DATA FOR REVIEW:

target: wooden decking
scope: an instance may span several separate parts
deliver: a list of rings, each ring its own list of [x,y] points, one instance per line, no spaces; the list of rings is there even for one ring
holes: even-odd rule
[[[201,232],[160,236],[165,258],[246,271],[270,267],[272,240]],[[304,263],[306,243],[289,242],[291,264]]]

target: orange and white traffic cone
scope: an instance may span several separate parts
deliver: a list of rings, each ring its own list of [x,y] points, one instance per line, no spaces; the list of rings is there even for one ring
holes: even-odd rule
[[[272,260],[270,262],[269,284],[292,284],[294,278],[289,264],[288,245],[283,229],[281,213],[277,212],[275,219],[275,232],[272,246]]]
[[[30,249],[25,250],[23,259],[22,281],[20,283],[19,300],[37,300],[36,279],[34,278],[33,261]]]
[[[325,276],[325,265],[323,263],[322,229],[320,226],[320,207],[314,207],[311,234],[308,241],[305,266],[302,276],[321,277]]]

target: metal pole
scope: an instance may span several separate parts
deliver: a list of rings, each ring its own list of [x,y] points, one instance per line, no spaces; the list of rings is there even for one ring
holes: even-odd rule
==
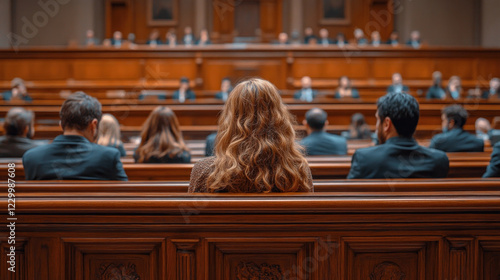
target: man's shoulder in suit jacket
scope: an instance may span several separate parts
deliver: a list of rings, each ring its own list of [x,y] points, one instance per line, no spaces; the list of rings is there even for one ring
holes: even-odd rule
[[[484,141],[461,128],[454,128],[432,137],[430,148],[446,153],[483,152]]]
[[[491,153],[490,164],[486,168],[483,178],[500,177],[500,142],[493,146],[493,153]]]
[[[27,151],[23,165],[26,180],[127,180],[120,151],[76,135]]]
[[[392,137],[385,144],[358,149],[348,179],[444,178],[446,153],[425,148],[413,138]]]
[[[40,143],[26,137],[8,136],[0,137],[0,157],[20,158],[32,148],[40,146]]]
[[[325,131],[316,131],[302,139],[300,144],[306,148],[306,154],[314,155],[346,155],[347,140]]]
==
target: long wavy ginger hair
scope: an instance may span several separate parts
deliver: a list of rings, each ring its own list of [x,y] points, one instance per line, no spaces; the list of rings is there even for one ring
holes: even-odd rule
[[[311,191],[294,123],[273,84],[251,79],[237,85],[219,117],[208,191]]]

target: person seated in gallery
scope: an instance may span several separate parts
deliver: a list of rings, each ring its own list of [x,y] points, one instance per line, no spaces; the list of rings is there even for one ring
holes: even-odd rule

WORK TASK: Show the lines from the data above that contain the string "target".

TASK SOLUTION:
target: wooden decking
target: orange and white traffic cone
target: metal pole
target: man's shoulder in suit jacket
target: long wavy ginger hair
target: person seated in gallery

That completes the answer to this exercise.